COMPITI DELL'ESERCIZIO -
1. Secondo il testo sui prodotti gm in Europa, quali erano le multinazionali del settore delle macchine agricole negli anni Venti e Trenta del secolo scorso?
2. Prosegui il testo sui prodotti gm in Europa dopo la sua ultima frase.

══ TESTO FORNITO

È certo tuttavia che con questa decisione la Commissione Ue ha ancora una volta rimarcato la "diversità" dell'Europa in materia.
È una diversità provocata da ragioni di varia natura. Non solo di carattere culturale e religioso: a differenza di altri paesi c'è infatti una diffusa, sospettosa insofferenza verso l'innovazione tecnologica, prodotta da una ridotta accettazione dei rischi, e soprattutto dei rischi nuovi, ai quali sono preferiti i rischi conosciuti, e in genere assai più dannosi, provocati dall'impiego di tecnologie vecchie. C'è poi la tradizionale politica protezionistica agricola europea. Non dimentichiamo infatti che poco meno della metà dell'intero bilancio comunitario è dedicato a sussidi e sovvenzioni all'agricoltura.

Sono queste le ragioni che sorreggono l'improbabile e multiforme alleanza degli oppositori ai prodotti gm, cui partecipano molte organizzazioni ambientaliste, movimenti fondamentalisti di derivazione religiosa o puramente conservazionista, organizzazioni no global e poi truppe di movimenti anticapitalistici, in sintonia con movimenti nazionalisti e regionalisti. Tutti uniti dal conclamato comune obiettivo di combattere le multinazionali dei prodotti gm.

Lo spettro delle multinazionali nell'agricoltura non è nuovo. Negli anni Venti e Trenta dell'altro secolo era evocato da coloro che si opponevano all'introduzione di trattori e macchine agricole: Ford e International Harvester - le multinazionali del settore a quell'epoca - avrebbero emarginato i contadini poveri e (com'è in effetti avvenuto) la filiera produttiva legata all'uso del cavallo.

In realtà il nemico non sono più da tempo soltanto Monsanto o Syngenta. Da anni sono sorti, in paesi con economie emergenti come il Brasile, l'India, la Cina, il Sud Africa, ma anche la Nigeria e l'Indonesia, centri di ricerca per lo più pubblici per sviluppare prodotti gm adatti alle specifiche condizioni climatiche locali: resistenti quindi in climi aridi o semiaridi oppure in aree monsoniche. I destinatari sono milioni di agricoltori poveri che vivono spesso al di sotto del livello di sussistenza, in quelle aree.

C'è poi, come potente alleato, la filiera agroalimentare che si fonda sulle tecnologie agricole tradizionali, i pesticidi e i fertilizzanti chimici (questi sì dannosi alla salute e all'ambiente e alla biodiversità), le organizzazioni politico-sindacali che rappresentano agricoltori e allevatori e poi i settori dell'amministrazione pubblica e i gruppi politici che rappresentano i diversificati interessi economici che su questa filiera convergono. Per tutti costoro, il nemico sono il mercato e la concorrenza: i prodotti gm rischiano di destabilizzare il virtuosistico gioco di prestigio istituzionale-giuridico-economico su cui si regge il sistema agroalimentare dei paesi ricchi dell'Europa, e di sgretolare, nell'ampia marea della globalizzazione, il precario equilibrio protezionistico sostenuto al prezzo di enormi sussidi pubblici.

════
══ DATI

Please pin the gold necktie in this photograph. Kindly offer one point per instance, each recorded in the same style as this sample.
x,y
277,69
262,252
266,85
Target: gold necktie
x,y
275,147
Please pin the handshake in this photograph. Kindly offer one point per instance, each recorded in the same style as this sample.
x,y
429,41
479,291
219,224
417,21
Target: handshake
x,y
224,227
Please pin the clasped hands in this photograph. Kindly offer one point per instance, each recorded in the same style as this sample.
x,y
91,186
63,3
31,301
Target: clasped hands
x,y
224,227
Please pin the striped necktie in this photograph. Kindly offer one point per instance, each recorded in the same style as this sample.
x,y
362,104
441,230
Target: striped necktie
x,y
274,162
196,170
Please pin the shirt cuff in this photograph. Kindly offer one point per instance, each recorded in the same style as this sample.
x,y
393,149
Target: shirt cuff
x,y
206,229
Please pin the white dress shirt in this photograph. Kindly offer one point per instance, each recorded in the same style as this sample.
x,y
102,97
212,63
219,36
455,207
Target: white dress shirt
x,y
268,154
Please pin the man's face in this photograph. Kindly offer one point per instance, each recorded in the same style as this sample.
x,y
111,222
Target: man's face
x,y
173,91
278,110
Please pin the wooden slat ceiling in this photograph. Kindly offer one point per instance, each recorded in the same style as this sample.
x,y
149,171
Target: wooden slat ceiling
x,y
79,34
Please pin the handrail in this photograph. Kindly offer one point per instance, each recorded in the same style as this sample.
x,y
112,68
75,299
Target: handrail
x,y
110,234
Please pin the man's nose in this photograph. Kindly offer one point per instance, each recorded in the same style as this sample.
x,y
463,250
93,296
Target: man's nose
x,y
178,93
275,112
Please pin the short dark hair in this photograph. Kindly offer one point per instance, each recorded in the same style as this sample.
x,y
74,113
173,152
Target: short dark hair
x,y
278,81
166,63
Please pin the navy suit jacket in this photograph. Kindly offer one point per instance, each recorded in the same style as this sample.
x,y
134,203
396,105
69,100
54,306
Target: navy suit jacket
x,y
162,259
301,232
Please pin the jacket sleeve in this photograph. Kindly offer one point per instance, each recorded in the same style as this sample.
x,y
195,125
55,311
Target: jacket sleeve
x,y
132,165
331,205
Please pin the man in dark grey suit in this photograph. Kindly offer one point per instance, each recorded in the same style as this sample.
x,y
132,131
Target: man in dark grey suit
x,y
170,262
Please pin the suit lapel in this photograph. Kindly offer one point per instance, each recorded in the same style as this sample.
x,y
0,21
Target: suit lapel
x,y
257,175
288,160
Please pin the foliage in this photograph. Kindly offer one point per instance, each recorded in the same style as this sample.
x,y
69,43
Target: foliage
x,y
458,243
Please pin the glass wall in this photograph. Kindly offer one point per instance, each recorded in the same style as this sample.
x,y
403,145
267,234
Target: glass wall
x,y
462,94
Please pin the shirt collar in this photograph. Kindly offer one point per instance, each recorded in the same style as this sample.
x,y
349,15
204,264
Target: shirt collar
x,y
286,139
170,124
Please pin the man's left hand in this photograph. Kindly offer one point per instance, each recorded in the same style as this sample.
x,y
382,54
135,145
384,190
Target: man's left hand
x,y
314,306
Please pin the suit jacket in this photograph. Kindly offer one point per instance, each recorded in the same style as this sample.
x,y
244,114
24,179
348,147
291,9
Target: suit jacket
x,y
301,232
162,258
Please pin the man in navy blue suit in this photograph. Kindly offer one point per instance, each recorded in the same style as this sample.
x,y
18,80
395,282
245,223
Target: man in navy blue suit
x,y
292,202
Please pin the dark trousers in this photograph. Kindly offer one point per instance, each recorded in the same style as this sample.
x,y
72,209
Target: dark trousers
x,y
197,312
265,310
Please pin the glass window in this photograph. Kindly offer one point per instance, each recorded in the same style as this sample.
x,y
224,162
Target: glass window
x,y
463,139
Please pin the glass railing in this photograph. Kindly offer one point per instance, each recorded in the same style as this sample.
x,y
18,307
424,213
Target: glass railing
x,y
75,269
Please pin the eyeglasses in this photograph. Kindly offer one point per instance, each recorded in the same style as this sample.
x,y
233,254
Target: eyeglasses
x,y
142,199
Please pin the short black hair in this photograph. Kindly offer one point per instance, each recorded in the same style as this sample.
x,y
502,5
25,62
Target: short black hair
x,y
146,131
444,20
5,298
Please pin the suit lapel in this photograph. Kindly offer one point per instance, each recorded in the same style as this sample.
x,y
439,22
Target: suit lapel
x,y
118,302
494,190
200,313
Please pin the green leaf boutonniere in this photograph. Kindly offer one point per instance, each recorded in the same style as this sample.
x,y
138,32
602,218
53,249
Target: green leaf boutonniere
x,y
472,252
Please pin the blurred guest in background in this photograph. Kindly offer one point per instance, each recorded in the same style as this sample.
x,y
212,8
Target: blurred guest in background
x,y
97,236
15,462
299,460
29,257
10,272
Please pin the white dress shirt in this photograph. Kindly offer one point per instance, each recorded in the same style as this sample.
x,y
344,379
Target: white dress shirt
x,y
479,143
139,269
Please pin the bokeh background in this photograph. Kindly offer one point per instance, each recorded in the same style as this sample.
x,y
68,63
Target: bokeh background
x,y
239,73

════

RISPOSTE PER VOCE -
1. Ford e International Harvester.

2.
Dando ascolto a questa alleanza, l'Unione europea, e specificatamente gli Stati pronti ad avvalersi della facoltà di rifiutare i prodotti gm, rischiano di restare ai margini di uno dei settori scientificamente più promettenti e, soprattutto, di non partecipare alle grandi scelte globali dell'agricoltura del futuro.
La soluzione è diversa ed è quella di garantire la tutela della salute e dell'ambiente mediante una corretta applicazione del principio di precauzione. Questo significa che esso non deve essere inteso, come pure molti sostengono opponendosi alle coltivazioni di prodotti gm, come un divieto di ogni attività di cui non sia dimostrata, anche nel lungo periodo, l'innocuità per la salute e per l'ambiente: si tratta di una concezione abnorme, che avrebbe certamente impedito l'introduzione dell'elettricità e del motore a scoppio.

Invece il principio di precauzione, come definito dal punto 15 della Dichiarazione di Rio de Janeiro del 1992, stabilisce che «in caso di rischio di danni gravi o irreversibili, la mancanza di certezza scientifica non deve consentire di posporre l'adozione di misure adeguate ed effettive dirette a prevenire il degrado dell'ambiente». In altre parole, per impedire in via cautelativa la coltivazione di prodotti gm sarebbe richiesta la concreta e non puramente teorica esistenza di un rischio. E 15 anni di coltivazione su milioni di ettari e centinaia di milioni di consumatori offrono una più che ragionevole certezza in merito alla loro innocuità per l'ambiente e per la salute.